**INPUT MATERIAL**.
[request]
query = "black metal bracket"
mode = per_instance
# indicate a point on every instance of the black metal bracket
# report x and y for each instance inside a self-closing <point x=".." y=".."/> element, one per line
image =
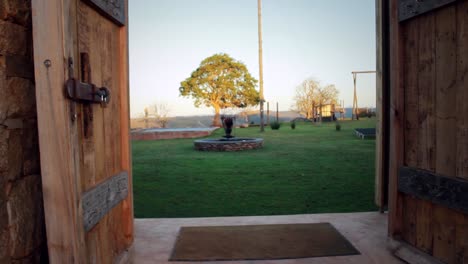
<point x="446" y="191"/>
<point x="408" y="9"/>
<point x="86" y="92"/>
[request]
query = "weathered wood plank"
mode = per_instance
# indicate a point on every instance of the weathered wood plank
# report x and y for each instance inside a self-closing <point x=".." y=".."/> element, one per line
<point x="426" y="122"/>
<point x="446" y="145"/>
<point x="410" y="82"/>
<point x="446" y="191"/>
<point x="126" y="160"/>
<point x="424" y="226"/>
<point x="411" y="8"/>
<point x="462" y="90"/>
<point x="410" y="79"/>
<point x="396" y="154"/>
<point x="410" y="205"/>
<point x="98" y="201"/>
<point x="461" y="243"/>
<point x="444" y="235"/>
<point x="56" y="130"/>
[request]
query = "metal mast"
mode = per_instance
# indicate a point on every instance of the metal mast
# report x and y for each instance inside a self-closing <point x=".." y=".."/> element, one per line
<point x="260" y="62"/>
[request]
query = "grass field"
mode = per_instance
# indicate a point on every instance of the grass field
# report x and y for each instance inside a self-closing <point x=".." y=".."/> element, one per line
<point x="312" y="169"/>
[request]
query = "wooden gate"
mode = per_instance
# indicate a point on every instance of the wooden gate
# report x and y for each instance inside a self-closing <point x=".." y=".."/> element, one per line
<point x="429" y="126"/>
<point x="81" y="71"/>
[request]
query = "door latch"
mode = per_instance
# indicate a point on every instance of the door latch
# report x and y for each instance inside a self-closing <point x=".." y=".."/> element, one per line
<point x="86" y="92"/>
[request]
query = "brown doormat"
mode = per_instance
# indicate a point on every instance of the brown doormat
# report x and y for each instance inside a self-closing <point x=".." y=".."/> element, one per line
<point x="255" y="242"/>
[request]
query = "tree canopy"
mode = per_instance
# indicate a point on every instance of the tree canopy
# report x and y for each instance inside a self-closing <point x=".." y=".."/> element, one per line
<point x="221" y="82"/>
<point x="310" y="94"/>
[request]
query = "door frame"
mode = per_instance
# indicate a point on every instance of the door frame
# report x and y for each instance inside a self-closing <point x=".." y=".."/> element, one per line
<point x="55" y="40"/>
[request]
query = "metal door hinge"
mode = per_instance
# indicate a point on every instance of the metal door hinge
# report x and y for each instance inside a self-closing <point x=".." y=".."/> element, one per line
<point x="86" y="92"/>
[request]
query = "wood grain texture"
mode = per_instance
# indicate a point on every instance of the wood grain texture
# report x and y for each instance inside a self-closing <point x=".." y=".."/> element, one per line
<point x="411" y="140"/>
<point x="126" y="159"/>
<point x="103" y="41"/>
<point x="461" y="243"/>
<point x="462" y="91"/>
<point x="57" y="133"/>
<point x="435" y="129"/>
<point x="396" y="122"/>
<point x="85" y="159"/>
<point x="446" y="145"/>
<point x="426" y="120"/>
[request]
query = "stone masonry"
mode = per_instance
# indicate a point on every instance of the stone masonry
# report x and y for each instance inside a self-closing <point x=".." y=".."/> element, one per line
<point x="22" y="227"/>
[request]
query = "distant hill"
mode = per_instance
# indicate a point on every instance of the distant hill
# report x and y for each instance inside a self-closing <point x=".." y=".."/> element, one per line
<point x="206" y="120"/>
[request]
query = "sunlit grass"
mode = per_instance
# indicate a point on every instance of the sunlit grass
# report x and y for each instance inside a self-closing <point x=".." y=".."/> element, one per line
<point x="312" y="169"/>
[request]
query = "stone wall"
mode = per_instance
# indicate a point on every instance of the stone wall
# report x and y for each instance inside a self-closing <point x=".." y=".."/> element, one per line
<point x="22" y="228"/>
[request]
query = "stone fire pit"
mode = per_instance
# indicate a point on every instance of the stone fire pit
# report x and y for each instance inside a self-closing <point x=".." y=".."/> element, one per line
<point x="228" y="144"/>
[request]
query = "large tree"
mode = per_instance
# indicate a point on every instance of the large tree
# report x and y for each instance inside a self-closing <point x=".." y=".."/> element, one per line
<point x="221" y="82"/>
<point x="311" y="95"/>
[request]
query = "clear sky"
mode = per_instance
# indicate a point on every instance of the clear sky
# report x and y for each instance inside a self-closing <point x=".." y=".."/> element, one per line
<point x="323" y="39"/>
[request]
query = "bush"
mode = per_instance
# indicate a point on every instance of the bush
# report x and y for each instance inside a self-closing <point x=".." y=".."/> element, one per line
<point x="275" y="125"/>
<point x="293" y="125"/>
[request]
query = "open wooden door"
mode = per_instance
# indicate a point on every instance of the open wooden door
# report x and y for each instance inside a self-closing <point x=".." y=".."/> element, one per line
<point x="81" y="72"/>
<point x="429" y="127"/>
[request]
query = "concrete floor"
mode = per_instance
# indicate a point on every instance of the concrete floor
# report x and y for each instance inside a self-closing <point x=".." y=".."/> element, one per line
<point x="154" y="238"/>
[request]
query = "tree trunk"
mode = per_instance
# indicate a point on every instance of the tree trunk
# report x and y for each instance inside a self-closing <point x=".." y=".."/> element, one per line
<point x="216" y="118"/>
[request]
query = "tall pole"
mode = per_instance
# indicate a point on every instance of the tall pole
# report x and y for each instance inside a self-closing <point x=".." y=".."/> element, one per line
<point x="277" y="112"/>
<point x="260" y="63"/>
<point x="355" y="112"/>
<point x="268" y="113"/>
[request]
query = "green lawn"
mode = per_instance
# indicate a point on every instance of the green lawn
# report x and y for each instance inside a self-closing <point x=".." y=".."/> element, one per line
<point x="312" y="169"/>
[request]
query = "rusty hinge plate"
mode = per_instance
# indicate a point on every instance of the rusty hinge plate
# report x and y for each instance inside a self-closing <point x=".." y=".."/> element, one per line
<point x="112" y="9"/>
<point x="86" y="92"/>
<point x="98" y="201"/>
<point x="411" y="8"/>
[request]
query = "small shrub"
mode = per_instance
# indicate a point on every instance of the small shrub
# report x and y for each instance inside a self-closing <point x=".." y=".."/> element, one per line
<point x="275" y="125"/>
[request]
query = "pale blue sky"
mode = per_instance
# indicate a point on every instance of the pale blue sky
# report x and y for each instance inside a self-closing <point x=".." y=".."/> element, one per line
<point x="324" y="39"/>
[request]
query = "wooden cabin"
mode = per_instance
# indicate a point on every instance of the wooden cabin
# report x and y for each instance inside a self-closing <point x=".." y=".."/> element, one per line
<point x="59" y="159"/>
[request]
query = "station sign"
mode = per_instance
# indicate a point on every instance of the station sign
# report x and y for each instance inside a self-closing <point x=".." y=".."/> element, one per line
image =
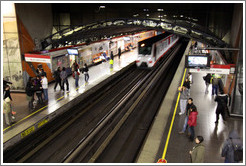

**TASK REQUIREMENTS**.
A verbatim copy of every record is to be produced, and pictures are to be excluded from it.

**WRITTEN SOLUTION**.
[request]
query = "black metal bracket"
mode = per_instance
# indicate a point on every instance of the black metal bracket
# report x and y for each instance inside a self-closing <point x=".." y=".."/> element, one per line
image =
<point x="446" y="191"/>
<point x="408" y="9"/>
<point x="86" y="92"/>
[request]
query = "weathered wood plank"
mode = per_instance
# indicate a point on every instance of the weathered wood plank
# report x and y for each instance inside a self-closing <point x=".." y=".."/> element, one per line
<point x="426" y="122"/>
<point x="446" y="145"/>
<point x="410" y="82"/>
<point x="446" y="191"/>
<point x="126" y="160"/>
<point x="424" y="226"/>
<point x="411" y="8"/>
<point x="462" y="90"/>
<point x="410" y="79"/>
<point x="396" y="154"/>
<point x="410" y="205"/>
<point x="98" y="201"/>
<point x="461" y="243"/>
<point x="444" y="235"/>
<point x="56" y="130"/>
[request]
query = "metal mast"
mode = per_instance
# indicate a point on every instance of the metal mast
# report x and y for each instance inside a self-closing <point x=".." y=".."/> element, one per line
<point x="260" y="62"/>
[request]
query = "grass field"
mode = per_instance
# indicate a point on every instance of the grass field
# report x and y for each instance inside a self-closing <point x=".." y=".."/> element, one per line
<point x="312" y="169"/>
[request]
query = "wooden gate"
mode = per_instance
# indicate a point on every instance of the wooden gate
# report x and y for each instance inside a self-closing <point x=".." y=".."/> element, one per line
<point x="429" y="126"/>
<point x="81" y="71"/>
[request]
query = "door latch"
mode = per_instance
# indicate a point on every instance of the door latch
# report x and y for each instance inside a self-closing <point x=".." y=".."/> element, one per line
<point x="86" y="92"/>
[request]
query = "brown doormat"
mode = per_instance
# indicate a point on every instance of the brown doormat
# report x and y for each instance inside a self-closing <point x=".." y=".."/> element, one per line
<point x="255" y="242"/>
[request]
query = "tree canopy"
mode = per_instance
# indicate a point on every instance of the tree canopy
# report x and y for each instance inside a self-closing <point x=".." y=".."/> element, one per line
<point x="221" y="82"/>
<point x="310" y="94"/>
[request]
query = "door frame"
mode = per_instance
# indicate a point on every instance of the door frame
# report x and y for each instance inside a self-closing <point x=".." y=".."/> element, one per line
<point x="55" y="40"/>
[request]
query = "metal door hinge"
mode = per_instance
# indicate a point on every instance of the metal door hinge
# report x and y for each instance inside a self-closing <point x=".." y=".."/> element, one per line
<point x="86" y="92"/>
[request]
query = "wood grain texture"
mode = per_instance
# indicate a point on every instance of the wood grain texture
# report x and y for each instance inside a self-closing <point x=".." y=".."/> element, one per line
<point x="411" y="140"/>
<point x="126" y="159"/>
<point x="103" y="41"/>
<point x="461" y="243"/>
<point x="462" y="91"/>
<point x="57" y="133"/>
<point x="435" y="129"/>
<point x="396" y="122"/>
<point x="85" y="159"/>
<point x="446" y="145"/>
<point x="426" y="120"/>
[request]
query = "stone masonry"
mode = per_instance
# indicate a point on every instance of the stone masonry
# report x and y for each instance inside a self-closing <point x=".." y=".."/> element, one per line
<point x="22" y="227"/>
[request]
query = "distant hill"
mode = per_instance
# indicate a point on every instance of the distant hill
# report x and y for each instance inside a self-closing <point x=".." y=".."/> element, one per line
<point x="206" y="120"/>
[request]
query = "sunlit grass"
mode = per_instance
# indicate a point on every instance of the sunlit grass
# report x and y for each instance inside a self-closing <point x=".." y=".."/> element, one per line
<point x="312" y="169"/>
[request]
query = "stone wall"
mode = per_instance
# indicate a point on every instance of the stone wall
# report x and y for each instance inside a self-closing <point x=".." y=".."/> element, one per line
<point x="22" y="228"/>
[request]
query = "stone fire pit"
mode = per_instance
# indicate a point on every instance of the stone fire pit
# report x and y for each instance inside a self-closing <point x=".." y=".."/> element, one per line
<point x="228" y="144"/>
[request]
query = "large tree"
mode = per_instance
# indicate a point on every instance of the large tree
# report x and y for each instance inside a self-closing <point x=".." y=".."/> element, one per line
<point x="221" y="82"/>
<point x="311" y="95"/>
[request]
query = "clear sky"
mode = per_instance
# indicate a point on every instance of the clear sky
# report x and y for each instance inside a self-closing <point x=".." y=".."/> element, one per line
<point x="323" y="39"/>
[request]
query = "bush"
mode = per_instance
# indicate a point on every instance of the bush
# report x and y for each instance inside a self-closing <point x=".." y=".."/> element, one per line
<point x="275" y="125"/>
<point x="293" y="125"/>
[request]
query = "open wooden door"
mode = per_instance
# indicate a point on every instance of the open wooden door
# report x and y for each instance inside a self-closing <point x=".." y=".."/> element, one per line
<point x="81" y="72"/>
<point x="429" y="127"/>
[request]
query = "concrete floor"
mode = per_instance
# indicate a point on every instance of the concrete floor
# report x and y for each instance inside a self-closing <point x=".." y=".."/> element, one per line
<point x="154" y="238"/>
[request]
query = "tree trunk"
mode = per_instance
# indicate a point on every instance of the tree trunk
# report x and y for each instance inside a self-closing <point x=".." y=".."/> element, one per line
<point x="216" y="118"/>
[request]
query = "tall pole"
mode = per_instance
# indicate a point on every instance of the tall pole
# report x and y for each instance inside a self-closing <point x=".." y=".."/> element, one per line
<point x="277" y="112"/>
<point x="260" y="63"/>
<point x="355" y="112"/>
<point x="268" y="113"/>
[request]
query = "green lawn"
mode = per_instance
# indicate a point on every instance of the green lawn
# report x and y for each instance inside a self-closing <point x=".." y=".."/> element, one per line
<point x="312" y="169"/>
[request]
query = "rusty hinge plate"
mode = per_instance
# indicate a point on every instance of the rusty hinge plate
# report x and y for each instance inside a self-closing <point x=".." y=".."/> element, one per line
<point x="112" y="9"/>
<point x="86" y="92"/>
<point x="98" y="201"/>
<point x="411" y="8"/>
[request]
query = "small shrub"
mode = per_instance
# indicate a point on every instance of the small shrub
# report x and y for each instance inside a self-closing <point x=".." y=".."/> element, one per line
<point x="275" y="125"/>
[request]
query = "pale blue sky"
mode = per_instance
# indicate a point on every instance of the pale blue sky
# report x and y for each instance inside a self-closing <point x=".." y=".."/> element, one per line
<point x="324" y="39"/>
[request]
query = "wooden cabin"
mode = per_instance
# indicate a point on every instance of the wooden cabin
# report x and y for each instance inside a self-closing <point x=".." y=".."/> element, one per line
<point x="59" y="159"/>
[request]
query = "station sign"
mode = per_instance
# indicate a point on every instance of the station sign
# report x and y for each instance inside a self-closing <point x=".." y=".."/> element, one per line
image =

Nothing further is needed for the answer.